Answer these from the blog post below, which responds to "Marriage is not for you":
1. What date is shown at the top of the post?
2. As of Sunday, how long has the writer been married?
3. Does the writer say they are happier married or not married?

• _Text provided_
◇ ◇ ◇

Friday, November 8, 2013

A response to marriage is not for you.

In response to "Marriage is not for you"
I am sure that many people have read this, and were as disillusioned about it as I was.
Lets begin with the facts. Many marriages are non functional. Plenty of people marry young then realize that the person they are married to, may just not be the person they want to be with the rest of their lives. So what do they do? What it comes down to is this, some people will never be happy in marriage. It is just the way that things are. Some people have no interest in getting married, and that is ok too. So what the problem is, is that we have this idea that somehow married people are X% more invested in each other than those who are not married, which is simply not the case. I have known plenty of couples who were as invested if not more so in their relationship than those who are married, but what it comes down to is the people involved and how they are, what their needs are, and what they see their life as.

My question is, is it better to marry because that is what you are supposed to do, or is it ok to not be married and live your life as your needs dictate. Let me say this: As of Sunday I have been Married to my wife a year and a half now (It hardly seems this long) and after that time I have realized a few things. Yes, I am happier married than I ever was not married. No, it may not be for everyone. If only her happiness mattered to me in our relationship then I would not get the things I want or need as often as when we can balance our own needs with the needs of the other. But that may not be for everyone.

◇ ◇ ◇

• _Entries shown_

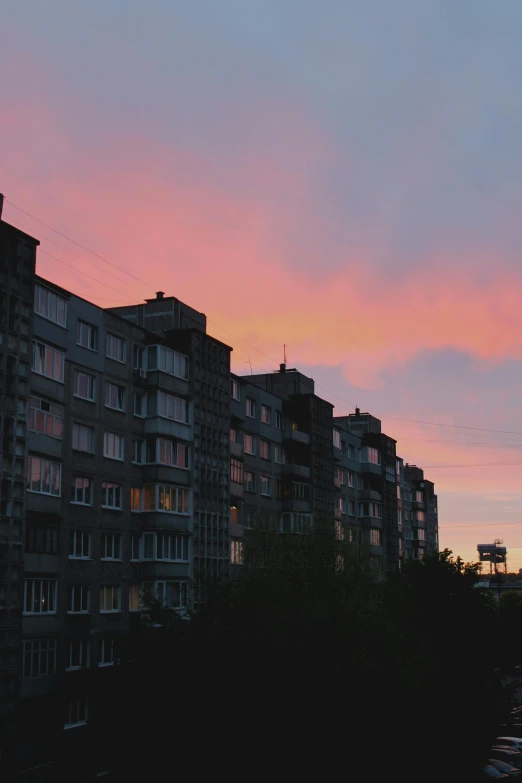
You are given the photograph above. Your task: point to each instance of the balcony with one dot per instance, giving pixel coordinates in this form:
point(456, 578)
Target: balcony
point(296, 470)
point(297, 436)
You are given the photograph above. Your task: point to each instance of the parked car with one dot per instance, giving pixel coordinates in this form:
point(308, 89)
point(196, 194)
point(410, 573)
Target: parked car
point(492, 772)
point(507, 769)
point(508, 755)
point(512, 742)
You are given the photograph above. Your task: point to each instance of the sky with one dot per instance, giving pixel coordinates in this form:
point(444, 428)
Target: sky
point(342, 177)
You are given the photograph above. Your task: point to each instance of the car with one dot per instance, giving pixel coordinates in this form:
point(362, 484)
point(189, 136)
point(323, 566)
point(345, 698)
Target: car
point(507, 769)
point(513, 742)
point(492, 772)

◇ ◇ ◇

• _Written solution_
1. Friday, November 8, 2013
2. A year and a half
3. Happier married than they ever were not married